Já não me lembro se foi pelo Natal ou em que circunstância e se foi para os dois ou só para um deles. Tenho uma vaga ideia de que terá sido para o meu pai e que, logo na altura, detectei a surpresa e a ironia que tentavam disfarçar. Eu achava tão bonito e esperava embevecimento e não foi isso que vi. Simpaticamente diziam que era bonito, que gostavam, mas eu sentia que não sabiam bem o que dizer. Que idade teria eu? Nove? Dez? Menos? Sei que quis oferecer um presente escolhido por mim. Lembro-me de andar a pensar, de andar com a minha mãe e a olhar para as montras para secretamente ir percebendo o que havia de ser. Até que um dia vi numa montra uma peça que, logo, logo, me pareceu perfeita. Então combinei que um dia me afastaria da minha mãe para ir sozinha à loja. E assim foi. Lembro-me que era muito cara, muito mais do que esperava. Mas o dinheiro que levava era suficiente.
Em casa, escondi bem o presente. No dia certo, quando abriram, foi o que vos contei. Era um borreguinho branco, em biscuit. Peça com talvez menos de 10 com de tamanho, um borreguinho mesmo pequenino, naturalista, perfeitinho.
Hoje percebo o desconcerto deles. Lembro-me deles a mostrarem aos meus avós ou aos meus tios o presente que eu lhes tinha dado, escolhido e pago por mim. Mas lembro-me bem de perceber que sentiam vontade de rir e eu não percebia porquê. Ainda lá está.

* [REGISTOS APRESENTADOS]:
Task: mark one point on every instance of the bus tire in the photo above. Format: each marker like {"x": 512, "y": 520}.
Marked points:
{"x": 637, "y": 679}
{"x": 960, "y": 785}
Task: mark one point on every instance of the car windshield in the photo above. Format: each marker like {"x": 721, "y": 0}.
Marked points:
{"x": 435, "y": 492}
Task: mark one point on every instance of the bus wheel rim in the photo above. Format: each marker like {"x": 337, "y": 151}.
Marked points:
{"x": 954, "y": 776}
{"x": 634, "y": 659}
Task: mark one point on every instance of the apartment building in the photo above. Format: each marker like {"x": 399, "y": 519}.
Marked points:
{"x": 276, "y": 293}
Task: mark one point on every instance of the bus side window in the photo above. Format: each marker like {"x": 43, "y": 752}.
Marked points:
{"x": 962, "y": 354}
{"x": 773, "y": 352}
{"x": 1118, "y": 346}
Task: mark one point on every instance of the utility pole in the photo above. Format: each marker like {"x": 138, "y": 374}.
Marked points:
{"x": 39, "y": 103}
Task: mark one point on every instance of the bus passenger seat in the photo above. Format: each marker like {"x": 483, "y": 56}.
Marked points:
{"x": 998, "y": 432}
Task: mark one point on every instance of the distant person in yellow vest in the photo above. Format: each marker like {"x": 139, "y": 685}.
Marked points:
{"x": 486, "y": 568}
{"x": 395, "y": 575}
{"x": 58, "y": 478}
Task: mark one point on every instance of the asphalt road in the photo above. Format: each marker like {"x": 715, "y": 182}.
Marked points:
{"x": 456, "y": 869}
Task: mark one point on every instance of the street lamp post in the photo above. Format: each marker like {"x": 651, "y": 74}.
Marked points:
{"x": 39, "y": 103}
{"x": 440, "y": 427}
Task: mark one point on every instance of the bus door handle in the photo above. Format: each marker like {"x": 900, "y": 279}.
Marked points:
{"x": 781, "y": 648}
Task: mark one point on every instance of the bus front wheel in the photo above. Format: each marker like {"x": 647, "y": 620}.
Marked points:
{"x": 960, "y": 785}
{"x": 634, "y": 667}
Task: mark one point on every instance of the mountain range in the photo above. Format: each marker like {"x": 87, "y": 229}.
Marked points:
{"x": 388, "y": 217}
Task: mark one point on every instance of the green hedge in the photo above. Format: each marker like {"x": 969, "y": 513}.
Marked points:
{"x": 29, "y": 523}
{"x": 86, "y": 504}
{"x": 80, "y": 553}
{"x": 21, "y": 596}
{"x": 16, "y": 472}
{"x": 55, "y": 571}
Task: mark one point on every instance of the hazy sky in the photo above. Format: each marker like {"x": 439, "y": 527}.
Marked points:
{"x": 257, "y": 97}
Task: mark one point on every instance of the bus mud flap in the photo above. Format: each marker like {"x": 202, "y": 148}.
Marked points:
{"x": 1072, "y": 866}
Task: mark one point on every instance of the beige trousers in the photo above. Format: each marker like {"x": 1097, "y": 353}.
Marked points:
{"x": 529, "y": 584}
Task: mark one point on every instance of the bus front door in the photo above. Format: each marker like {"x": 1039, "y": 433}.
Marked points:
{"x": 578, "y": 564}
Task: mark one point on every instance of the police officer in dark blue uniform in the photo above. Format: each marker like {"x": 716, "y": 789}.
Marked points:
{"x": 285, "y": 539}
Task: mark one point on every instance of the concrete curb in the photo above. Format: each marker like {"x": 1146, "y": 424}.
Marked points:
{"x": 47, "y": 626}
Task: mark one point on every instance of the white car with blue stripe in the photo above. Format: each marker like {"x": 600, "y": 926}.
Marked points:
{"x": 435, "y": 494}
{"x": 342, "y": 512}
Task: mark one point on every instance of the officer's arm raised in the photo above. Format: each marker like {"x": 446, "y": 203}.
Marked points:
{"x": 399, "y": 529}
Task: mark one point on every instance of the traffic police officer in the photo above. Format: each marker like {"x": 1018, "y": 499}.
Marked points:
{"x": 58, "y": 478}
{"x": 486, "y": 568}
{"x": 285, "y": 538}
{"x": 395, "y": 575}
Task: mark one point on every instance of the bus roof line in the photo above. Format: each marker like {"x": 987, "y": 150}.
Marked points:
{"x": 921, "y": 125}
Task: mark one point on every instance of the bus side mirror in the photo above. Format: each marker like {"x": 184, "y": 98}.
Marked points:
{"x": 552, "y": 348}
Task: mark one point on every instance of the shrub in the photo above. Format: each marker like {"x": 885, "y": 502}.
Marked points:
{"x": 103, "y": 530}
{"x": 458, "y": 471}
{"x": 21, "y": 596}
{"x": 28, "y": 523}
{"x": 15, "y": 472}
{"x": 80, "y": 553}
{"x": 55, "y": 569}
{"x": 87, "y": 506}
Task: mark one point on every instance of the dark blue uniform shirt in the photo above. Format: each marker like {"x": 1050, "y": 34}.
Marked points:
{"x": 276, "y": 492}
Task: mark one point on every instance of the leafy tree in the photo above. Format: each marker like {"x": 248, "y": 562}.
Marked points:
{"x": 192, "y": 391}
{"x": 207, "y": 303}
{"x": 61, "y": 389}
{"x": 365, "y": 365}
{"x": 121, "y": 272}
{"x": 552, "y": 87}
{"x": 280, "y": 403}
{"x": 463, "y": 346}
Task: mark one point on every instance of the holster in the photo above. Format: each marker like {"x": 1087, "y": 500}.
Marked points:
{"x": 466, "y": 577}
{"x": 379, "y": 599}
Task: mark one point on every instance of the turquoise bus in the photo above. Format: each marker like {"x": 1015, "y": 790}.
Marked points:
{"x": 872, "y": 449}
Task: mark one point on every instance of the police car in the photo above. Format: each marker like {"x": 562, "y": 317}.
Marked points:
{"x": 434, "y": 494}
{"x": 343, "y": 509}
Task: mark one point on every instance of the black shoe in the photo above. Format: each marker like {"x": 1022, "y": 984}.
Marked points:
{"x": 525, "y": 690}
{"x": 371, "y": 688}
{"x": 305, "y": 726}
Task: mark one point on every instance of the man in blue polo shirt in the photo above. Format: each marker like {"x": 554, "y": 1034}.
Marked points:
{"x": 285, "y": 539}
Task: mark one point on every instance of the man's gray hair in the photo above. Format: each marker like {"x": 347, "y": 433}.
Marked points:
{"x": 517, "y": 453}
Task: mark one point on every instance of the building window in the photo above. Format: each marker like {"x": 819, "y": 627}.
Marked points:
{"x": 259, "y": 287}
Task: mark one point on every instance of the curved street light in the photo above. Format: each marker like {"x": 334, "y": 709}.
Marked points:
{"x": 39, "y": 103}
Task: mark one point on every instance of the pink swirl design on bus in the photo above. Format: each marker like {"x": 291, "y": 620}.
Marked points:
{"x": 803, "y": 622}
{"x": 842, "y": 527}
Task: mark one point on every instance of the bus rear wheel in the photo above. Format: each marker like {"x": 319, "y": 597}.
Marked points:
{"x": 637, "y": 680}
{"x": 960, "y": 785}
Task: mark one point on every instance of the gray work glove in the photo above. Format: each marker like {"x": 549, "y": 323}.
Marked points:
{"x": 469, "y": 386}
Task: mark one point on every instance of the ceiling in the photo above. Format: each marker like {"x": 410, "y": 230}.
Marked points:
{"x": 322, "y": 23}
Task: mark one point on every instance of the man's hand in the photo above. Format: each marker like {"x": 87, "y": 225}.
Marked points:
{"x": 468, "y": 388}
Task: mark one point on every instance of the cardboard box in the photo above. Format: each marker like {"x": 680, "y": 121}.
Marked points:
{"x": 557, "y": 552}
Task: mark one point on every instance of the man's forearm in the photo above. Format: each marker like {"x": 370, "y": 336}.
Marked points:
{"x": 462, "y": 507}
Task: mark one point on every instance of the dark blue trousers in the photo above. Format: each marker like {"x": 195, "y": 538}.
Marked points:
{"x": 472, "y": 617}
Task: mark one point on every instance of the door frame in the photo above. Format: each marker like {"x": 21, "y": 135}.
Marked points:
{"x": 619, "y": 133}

* [TAREFAS PROPOSTAS]:
**a)** Transcreva do texto o trecho que começa em "Hoje percebo o" e termina em "Ainda lá está.".
**b)** Reescreva de forma mais breve o parágrafo do texto que começa por "Hoje percebo o desconcerto deles", mantendo os factos principais.
Os registos não têm qualquer papel nesta tarefa.

* [RESPOSTAS ÀS TAREFAS]:
**a)**
Hoje percebo o desconcerto deles. Lembro-me deles a mostrarem aos meus avós ou aos meus tios o presente que eu lhes tinha dado, escolhido e pago por mim. Mas lembro-me bem de perceber que sentiam vontade de rir e eu não percebia porquê. Ainda lá está.

**b)** Hoje compreendo o desconcerto deles. Lembro-me de que mostravam aos meus avós ou aos meus tios o presente que eu escolhera e pagara, e de que notava que tinham vontade de rir, sem perceber porquê. O presente ainda lá está.